- [Goal] Output the part of the listing below that starts at the line containing "Indicate every instance of the dirt" and runs to the end of the listing as a Markdown table with columns headed Row and Line. Number each line, skip blank lines, and leave out the pictures.

[Start Record set]

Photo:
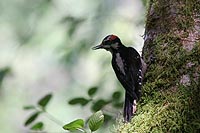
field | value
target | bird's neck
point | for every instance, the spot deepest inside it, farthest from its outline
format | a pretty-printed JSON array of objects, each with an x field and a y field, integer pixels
[{"x": 118, "y": 49}]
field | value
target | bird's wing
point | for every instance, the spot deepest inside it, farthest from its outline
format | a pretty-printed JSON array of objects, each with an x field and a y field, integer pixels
[{"x": 126, "y": 81}]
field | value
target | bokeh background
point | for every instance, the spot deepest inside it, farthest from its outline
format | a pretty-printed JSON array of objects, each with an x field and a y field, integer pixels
[{"x": 45, "y": 47}]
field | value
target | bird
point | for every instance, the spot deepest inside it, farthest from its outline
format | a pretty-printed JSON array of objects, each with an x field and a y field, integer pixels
[{"x": 129, "y": 68}]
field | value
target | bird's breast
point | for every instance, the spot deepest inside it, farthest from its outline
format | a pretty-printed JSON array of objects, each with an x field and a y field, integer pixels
[{"x": 120, "y": 63}]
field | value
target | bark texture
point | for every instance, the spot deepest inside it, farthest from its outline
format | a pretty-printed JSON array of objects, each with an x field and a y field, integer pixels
[{"x": 171, "y": 92}]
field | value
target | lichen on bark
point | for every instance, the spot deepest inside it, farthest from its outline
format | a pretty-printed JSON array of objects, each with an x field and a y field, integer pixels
[{"x": 170, "y": 101}]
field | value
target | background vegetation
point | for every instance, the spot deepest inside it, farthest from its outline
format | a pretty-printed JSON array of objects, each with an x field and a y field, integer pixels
[{"x": 45, "y": 47}]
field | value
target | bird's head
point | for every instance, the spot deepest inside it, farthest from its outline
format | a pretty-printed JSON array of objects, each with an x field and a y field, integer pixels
[{"x": 110, "y": 42}]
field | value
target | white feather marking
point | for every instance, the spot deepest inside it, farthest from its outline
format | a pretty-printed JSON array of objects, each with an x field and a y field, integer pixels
[{"x": 120, "y": 63}]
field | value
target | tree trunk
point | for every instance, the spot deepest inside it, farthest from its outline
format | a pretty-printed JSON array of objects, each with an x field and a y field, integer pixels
[{"x": 171, "y": 94}]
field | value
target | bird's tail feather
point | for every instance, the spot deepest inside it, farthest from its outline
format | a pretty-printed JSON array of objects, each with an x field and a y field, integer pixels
[{"x": 128, "y": 107}]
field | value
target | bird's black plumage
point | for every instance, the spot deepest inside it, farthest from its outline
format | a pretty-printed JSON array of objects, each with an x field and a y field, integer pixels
[{"x": 127, "y": 66}]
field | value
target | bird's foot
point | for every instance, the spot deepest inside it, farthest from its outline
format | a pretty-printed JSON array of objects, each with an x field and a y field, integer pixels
[{"x": 134, "y": 106}]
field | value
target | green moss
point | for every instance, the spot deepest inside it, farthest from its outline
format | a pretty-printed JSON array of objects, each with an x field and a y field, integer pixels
[
  {"x": 166, "y": 105},
  {"x": 172, "y": 112}
]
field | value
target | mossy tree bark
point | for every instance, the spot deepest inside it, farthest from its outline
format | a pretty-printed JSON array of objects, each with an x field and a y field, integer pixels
[{"x": 171, "y": 94}]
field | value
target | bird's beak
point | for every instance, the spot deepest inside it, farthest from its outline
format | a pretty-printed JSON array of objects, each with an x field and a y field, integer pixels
[{"x": 97, "y": 47}]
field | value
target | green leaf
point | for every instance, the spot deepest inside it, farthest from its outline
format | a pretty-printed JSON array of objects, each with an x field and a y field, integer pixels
[
  {"x": 37, "y": 126},
  {"x": 29, "y": 107},
  {"x": 80, "y": 100},
  {"x": 116, "y": 95},
  {"x": 96, "y": 120},
  {"x": 74, "y": 125},
  {"x": 99, "y": 104},
  {"x": 92, "y": 91},
  {"x": 45, "y": 100},
  {"x": 31, "y": 118}
]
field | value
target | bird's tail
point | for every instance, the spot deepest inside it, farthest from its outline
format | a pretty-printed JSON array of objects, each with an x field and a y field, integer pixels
[{"x": 129, "y": 107}]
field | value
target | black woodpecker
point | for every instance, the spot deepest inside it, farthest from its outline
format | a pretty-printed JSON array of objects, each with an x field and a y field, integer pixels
[{"x": 129, "y": 69}]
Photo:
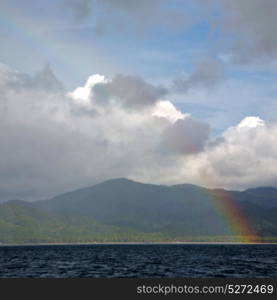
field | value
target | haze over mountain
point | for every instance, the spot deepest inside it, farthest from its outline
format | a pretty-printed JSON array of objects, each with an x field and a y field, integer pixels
[{"x": 121, "y": 210}]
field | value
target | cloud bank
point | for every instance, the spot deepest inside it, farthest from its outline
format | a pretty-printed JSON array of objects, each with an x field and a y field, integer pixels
[{"x": 52, "y": 140}]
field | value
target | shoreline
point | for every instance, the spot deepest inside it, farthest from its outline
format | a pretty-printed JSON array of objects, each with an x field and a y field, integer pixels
[{"x": 136, "y": 243}]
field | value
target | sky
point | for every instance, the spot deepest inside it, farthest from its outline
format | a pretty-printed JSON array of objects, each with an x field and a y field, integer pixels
[{"x": 157, "y": 91}]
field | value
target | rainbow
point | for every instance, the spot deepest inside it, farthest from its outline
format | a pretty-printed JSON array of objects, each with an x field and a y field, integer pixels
[{"x": 233, "y": 216}]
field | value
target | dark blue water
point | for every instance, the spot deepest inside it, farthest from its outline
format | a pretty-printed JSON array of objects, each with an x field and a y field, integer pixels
[{"x": 139, "y": 261}]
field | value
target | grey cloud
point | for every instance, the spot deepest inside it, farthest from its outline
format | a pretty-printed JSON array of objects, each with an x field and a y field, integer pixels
[
  {"x": 186, "y": 136},
  {"x": 129, "y": 91},
  {"x": 206, "y": 74},
  {"x": 250, "y": 26}
]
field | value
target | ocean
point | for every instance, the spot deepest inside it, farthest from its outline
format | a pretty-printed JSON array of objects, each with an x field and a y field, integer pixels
[{"x": 139, "y": 261}]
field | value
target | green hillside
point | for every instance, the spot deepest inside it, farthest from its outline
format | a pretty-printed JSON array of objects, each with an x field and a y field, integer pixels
[{"x": 122, "y": 210}]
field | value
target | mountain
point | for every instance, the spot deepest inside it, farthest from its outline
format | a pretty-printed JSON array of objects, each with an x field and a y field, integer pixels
[{"x": 125, "y": 210}]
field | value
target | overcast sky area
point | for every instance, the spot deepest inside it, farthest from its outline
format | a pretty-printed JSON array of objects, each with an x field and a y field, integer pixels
[{"x": 158, "y": 91}]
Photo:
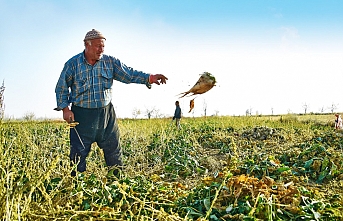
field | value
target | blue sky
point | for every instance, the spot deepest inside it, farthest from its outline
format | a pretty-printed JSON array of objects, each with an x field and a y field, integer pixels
[{"x": 265, "y": 55}]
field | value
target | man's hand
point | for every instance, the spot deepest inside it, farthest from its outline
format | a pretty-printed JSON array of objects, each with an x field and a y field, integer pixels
[{"x": 157, "y": 79}]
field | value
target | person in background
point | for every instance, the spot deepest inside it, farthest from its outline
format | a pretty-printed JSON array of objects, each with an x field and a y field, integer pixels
[
  {"x": 338, "y": 122},
  {"x": 177, "y": 115},
  {"x": 84, "y": 94}
]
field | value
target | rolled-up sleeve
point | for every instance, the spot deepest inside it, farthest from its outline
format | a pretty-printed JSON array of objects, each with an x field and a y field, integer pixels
[{"x": 62, "y": 89}]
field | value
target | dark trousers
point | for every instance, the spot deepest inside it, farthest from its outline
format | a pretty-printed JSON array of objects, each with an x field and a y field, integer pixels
[{"x": 95, "y": 125}]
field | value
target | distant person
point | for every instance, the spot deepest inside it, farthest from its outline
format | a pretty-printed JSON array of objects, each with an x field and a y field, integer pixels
[
  {"x": 177, "y": 114},
  {"x": 84, "y": 94},
  {"x": 338, "y": 122}
]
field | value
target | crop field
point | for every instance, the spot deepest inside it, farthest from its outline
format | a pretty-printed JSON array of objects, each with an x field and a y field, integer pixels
[{"x": 216, "y": 168}]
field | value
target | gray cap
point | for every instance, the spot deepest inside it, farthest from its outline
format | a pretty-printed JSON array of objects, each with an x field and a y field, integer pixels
[{"x": 94, "y": 34}]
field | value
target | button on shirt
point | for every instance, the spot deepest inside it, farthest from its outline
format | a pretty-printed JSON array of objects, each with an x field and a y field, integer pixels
[{"x": 90, "y": 86}]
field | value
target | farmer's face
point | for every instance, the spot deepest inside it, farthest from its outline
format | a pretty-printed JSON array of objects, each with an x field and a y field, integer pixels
[{"x": 95, "y": 50}]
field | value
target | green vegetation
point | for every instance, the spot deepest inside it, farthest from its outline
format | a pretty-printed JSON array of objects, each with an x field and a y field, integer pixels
[{"x": 216, "y": 168}]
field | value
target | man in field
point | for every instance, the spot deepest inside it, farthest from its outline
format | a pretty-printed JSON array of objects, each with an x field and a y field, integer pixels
[{"x": 84, "y": 94}]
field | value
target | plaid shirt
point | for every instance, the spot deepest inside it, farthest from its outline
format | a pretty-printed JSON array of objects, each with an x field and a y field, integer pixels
[{"x": 90, "y": 86}]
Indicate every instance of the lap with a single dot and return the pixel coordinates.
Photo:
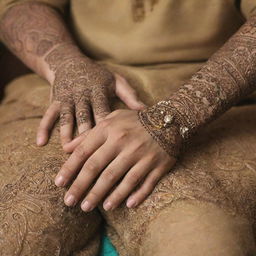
(219, 169)
(34, 219)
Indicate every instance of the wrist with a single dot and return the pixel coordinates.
(163, 127)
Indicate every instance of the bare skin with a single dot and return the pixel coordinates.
(81, 88)
(228, 76)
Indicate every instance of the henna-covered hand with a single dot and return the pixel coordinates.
(37, 34)
(81, 91)
(117, 153)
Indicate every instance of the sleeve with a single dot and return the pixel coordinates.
(227, 77)
(57, 4)
(248, 8)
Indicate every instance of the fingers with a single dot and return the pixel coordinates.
(90, 144)
(47, 123)
(70, 146)
(100, 106)
(135, 175)
(127, 94)
(110, 176)
(66, 123)
(146, 188)
(91, 169)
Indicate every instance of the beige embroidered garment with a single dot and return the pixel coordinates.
(156, 45)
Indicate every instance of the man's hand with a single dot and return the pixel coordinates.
(117, 153)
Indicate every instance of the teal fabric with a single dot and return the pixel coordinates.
(107, 248)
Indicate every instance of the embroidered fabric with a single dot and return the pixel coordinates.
(227, 76)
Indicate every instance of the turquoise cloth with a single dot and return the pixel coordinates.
(107, 248)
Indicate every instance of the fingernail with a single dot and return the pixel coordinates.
(107, 206)
(59, 181)
(86, 206)
(70, 200)
(131, 203)
(40, 141)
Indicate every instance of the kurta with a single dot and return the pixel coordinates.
(157, 45)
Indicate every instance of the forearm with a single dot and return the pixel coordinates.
(37, 34)
(227, 77)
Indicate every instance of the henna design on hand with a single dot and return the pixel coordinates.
(79, 83)
(228, 75)
(37, 34)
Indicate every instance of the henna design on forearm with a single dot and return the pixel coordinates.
(31, 30)
(37, 34)
(227, 77)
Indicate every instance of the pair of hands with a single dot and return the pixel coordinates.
(114, 160)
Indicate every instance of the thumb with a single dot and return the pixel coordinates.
(127, 94)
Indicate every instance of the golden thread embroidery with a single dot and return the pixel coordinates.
(139, 8)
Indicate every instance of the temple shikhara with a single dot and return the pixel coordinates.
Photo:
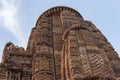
(61, 46)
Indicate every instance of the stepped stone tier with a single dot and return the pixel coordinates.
(62, 46)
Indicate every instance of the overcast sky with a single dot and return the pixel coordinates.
(18, 17)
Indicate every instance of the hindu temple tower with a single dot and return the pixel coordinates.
(62, 46)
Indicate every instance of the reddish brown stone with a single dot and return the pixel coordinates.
(62, 46)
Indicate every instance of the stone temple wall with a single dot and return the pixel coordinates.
(61, 46)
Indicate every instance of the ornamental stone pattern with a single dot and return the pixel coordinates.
(62, 46)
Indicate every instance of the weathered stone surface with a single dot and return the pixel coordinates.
(62, 46)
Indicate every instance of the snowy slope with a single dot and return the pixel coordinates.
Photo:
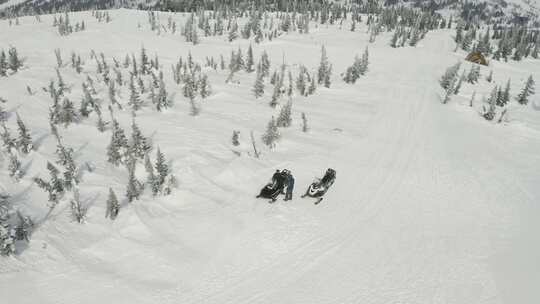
(432, 204)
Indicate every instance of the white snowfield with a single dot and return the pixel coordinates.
(432, 204)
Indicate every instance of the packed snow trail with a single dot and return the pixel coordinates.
(431, 204)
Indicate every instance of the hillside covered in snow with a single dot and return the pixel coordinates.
(133, 144)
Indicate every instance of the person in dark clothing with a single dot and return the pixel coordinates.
(290, 186)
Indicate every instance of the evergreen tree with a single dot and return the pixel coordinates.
(14, 167)
(24, 142)
(271, 135)
(489, 113)
(285, 117)
(258, 88)
(204, 87)
(305, 127)
(78, 211)
(324, 67)
(134, 97)
(3, 64)
(14, 62)
(118, 146)
(265, 64)
(139, 145)
(162, 171)
(449, 76)
(474, 74)
(249, 60)
(459, 83)
(67, 113)
(113, 207)
(235, 140)
(312, 86)
(134, 187)
(528, 90)
(505, 95)
(489, 78)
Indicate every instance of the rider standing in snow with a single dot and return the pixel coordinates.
(290, 186)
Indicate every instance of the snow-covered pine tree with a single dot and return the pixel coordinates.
(8, 142)
(265, 64)
(523, 96)
(3, 64)
(305, 127)
(449, 76)
(113, 206)
(162, 101)
(312, 86)
(78, 211)
(134, 188)
(489, 114)
(474, 74)
(67, 114)
(258, 87)
(149, 170)
(459, 83)
(489, 77)
(134, 98)
(14, 167)
(271, 135)
(118, 146)
(204, 86)
(327, 77)
(285, 118)
(7, 241)
(139, 145)
(88, 101)
(324, 67)
(24, 142)
(504, 95)
(364, 62)
(236, 135)
(145, 63)
(14, 62)
(58, 55)
(249, 60)
(233, 32)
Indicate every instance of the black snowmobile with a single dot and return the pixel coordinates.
(275, 187)
(319, 187)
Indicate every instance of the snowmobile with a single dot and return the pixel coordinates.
(274, 188)
(319, 187)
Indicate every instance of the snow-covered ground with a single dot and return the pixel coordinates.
(432, 204)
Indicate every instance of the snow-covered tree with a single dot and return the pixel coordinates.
(139, 145)
(474, 74)
(305, 127)
(24, 142)
(324, 70)
(134, 98)
(523, 96)
(249, 60)
(14, 167)
(113, 206)
(285, 117)
(236, 135)
(258, 87)
(14, 62)
(134, 188)
(449, 77)
(204, 86)
(3, 64)
(118, 146)
(272, 134)
(78, 211)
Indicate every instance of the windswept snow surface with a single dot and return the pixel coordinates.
(432, 204)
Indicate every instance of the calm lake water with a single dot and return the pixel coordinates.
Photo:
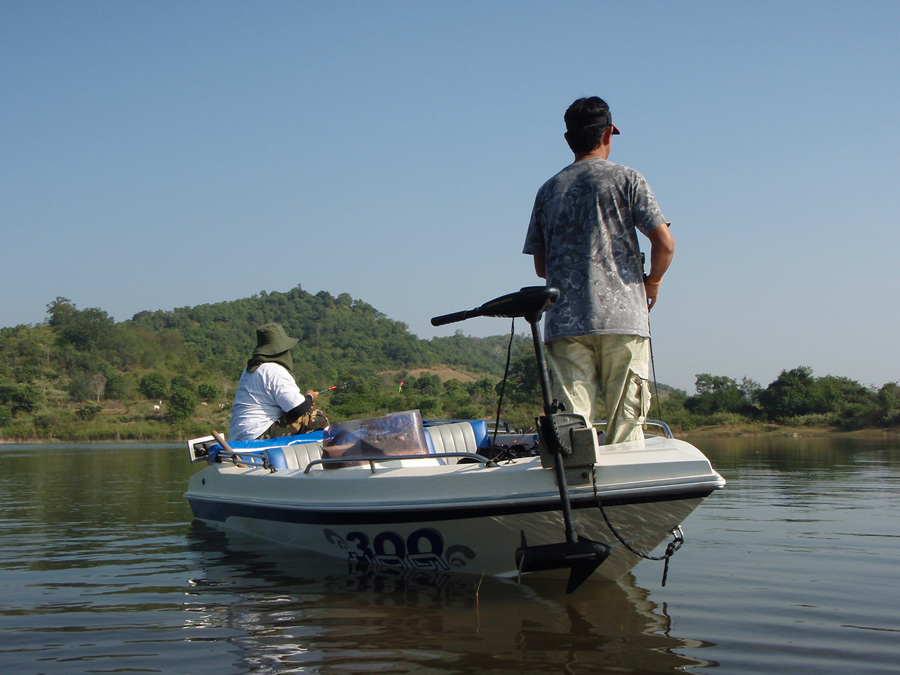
(793, 568)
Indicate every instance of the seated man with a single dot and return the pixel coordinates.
(268, 402)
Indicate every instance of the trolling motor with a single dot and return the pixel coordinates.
(580, 555)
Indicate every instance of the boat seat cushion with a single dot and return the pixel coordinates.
(457, 437)
(296, 456)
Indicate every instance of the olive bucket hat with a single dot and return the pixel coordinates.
(272, 340)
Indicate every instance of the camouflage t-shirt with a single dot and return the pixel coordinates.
(585, 223)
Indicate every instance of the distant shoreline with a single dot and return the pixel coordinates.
(721, 431)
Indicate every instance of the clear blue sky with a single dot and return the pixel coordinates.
(167, 154)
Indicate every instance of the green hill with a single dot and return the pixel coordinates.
(172, 373)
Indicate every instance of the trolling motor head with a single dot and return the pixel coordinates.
(529, 302)
(581, 556)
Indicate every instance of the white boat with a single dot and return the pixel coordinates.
(452, 496)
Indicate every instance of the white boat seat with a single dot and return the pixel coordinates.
(453, 437)
(296, 456)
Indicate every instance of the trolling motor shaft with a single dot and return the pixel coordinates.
(580, 555)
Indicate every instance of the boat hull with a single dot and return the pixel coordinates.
(465, 518)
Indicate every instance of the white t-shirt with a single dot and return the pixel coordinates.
(261, 398)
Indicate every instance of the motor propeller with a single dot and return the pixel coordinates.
(580, 555)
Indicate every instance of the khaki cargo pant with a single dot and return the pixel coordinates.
(618, 365)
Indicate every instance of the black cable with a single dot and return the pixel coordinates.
(512, 334)
(670, 549)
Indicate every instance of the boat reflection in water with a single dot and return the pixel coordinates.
(281, 609)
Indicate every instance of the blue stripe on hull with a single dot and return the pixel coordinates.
(220, 510)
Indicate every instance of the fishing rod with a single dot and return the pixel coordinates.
(349, 382)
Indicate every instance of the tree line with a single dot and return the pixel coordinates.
(165, 374)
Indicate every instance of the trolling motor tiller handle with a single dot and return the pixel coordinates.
(580, 555)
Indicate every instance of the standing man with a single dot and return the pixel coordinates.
(583, 236)
(268, 403)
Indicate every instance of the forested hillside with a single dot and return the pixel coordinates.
(165, 373)
(169, 374)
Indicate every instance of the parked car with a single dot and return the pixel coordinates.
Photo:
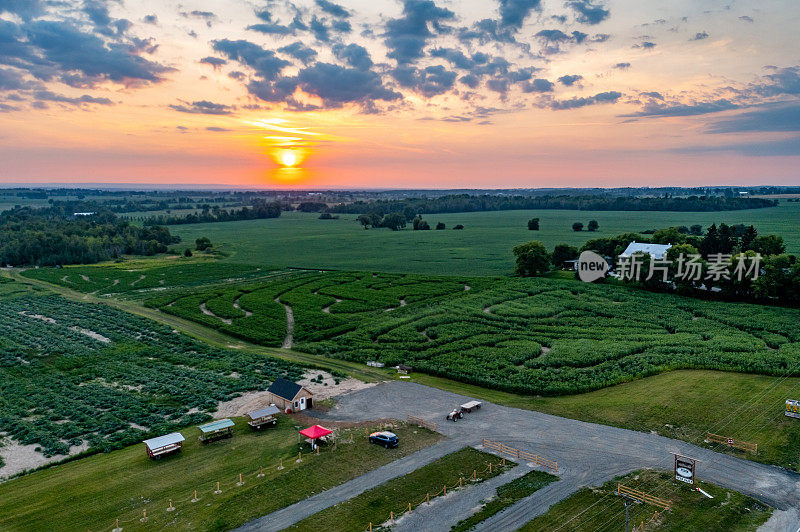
(387, 439)
(455, 415)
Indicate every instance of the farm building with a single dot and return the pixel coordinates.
(164, 445)
(289, 396)
(657, 251)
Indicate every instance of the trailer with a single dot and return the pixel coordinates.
(216, 430)
(470, 406)
(164, 445)
(264, 417)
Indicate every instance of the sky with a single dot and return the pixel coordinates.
(400, 94)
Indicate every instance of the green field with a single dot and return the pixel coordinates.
(90, 494)
(600, 509)
(482, 248)
(374, 505)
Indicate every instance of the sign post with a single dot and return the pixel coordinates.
(684, 468)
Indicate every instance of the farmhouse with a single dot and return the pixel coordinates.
(657, 251)
(289, 396)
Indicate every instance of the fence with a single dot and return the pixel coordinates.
(643, 497)
(428, 496)
(421, 422)
(521, 455)
(737, 444)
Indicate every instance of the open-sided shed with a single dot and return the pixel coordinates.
(263, 417)
(222, 428)
(164, 445)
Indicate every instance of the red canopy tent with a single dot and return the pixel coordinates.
(314, 433)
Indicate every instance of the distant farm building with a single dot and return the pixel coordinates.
(289, 396)
(657, 251)
(164, 445)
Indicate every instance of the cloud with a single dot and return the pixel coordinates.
(332, 9)
(354, 55)
(514, 12)
(300, 51)
(406, 36)
(589, 13)
(203, 107)
(215, 62)
(575, 103)
(653, 108)
(769, 118)
(570, 79)
(49, 96)
(538, 85)
(429, 81)
(265, 63)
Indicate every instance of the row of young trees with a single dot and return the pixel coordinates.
(46, 237)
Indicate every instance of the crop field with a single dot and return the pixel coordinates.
(540, 336)
(86, 375)
(482, 248)
(146, 276)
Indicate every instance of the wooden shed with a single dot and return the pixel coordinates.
(289, 396)
(164, 445)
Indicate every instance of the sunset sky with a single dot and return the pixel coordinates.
(391, 94)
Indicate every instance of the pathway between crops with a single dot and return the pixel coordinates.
(587, 454)
(287, 341)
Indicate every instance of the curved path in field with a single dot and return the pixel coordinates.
(587, 454)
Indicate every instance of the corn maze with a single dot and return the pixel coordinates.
(538, 336)
(78, 373)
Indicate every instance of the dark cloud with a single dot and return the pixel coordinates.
(215, 62)
(514, 12)
(354, 55)
(589, 13)
(570, 79)
(775, 117)
(575, 103)
(300, 51)
(203, 107)
(265, 63)
(653, 108)
(49, 96)
(332, 9)
(407, 35)
(429, 81)
(538, 85)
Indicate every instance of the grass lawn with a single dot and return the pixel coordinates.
(482, 248)
(91, 493)
(601, 509)
(507, 494)
(373, 506)
(682, 404)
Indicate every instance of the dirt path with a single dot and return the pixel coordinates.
(287, 341)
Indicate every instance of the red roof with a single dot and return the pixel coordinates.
(315, 432)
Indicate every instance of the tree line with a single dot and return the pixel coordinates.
(48, 236)
(486, 202)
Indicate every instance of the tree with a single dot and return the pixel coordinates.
(563, 252)
(394, 221)
(532, 259)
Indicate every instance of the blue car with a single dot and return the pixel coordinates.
(387, 439)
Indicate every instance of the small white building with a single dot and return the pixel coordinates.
(657, 251)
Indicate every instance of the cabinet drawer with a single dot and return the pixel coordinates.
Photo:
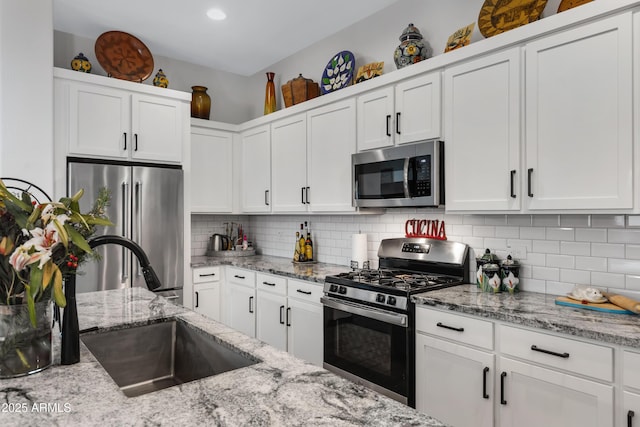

[End Record set]

- [Solution]
| Row | Line |
|---|---|
| 1 | Indicate every instance of the dirt path with a single dot and return the pixel coordinates. |
| 2 | (287, 341) |
| 3 | Indicate every instance of the red roof with a single dot and return the pixel coordinates. |
| 4 | (315, 432) |
| 5 | Indicate every instance of the tree line with a single dot and return the pixel coordinates. |
| 6 | (48, 236) |
| 7 | (486, 202) |
| 8 | Indicate every instance of the tree with a single dot and return the pixel coordinates. |
| 9 | (563, 252) |
| 10 | (394, 221) |
| 11 | (532, 259) |
| 12 | Indicate every instance of the blue car with a single dot and return the pixel coordinates. |
| 13 | (387, 439) |
| 14 | Indicate every instance of the small white building with a single dot and return the pixel coordinates. |
| 15 | (657, 251) |
| 16 | Indicate every instance of the cabinet drawer with a single dot and return the pixel coordinates. |
| 17 | Photo: |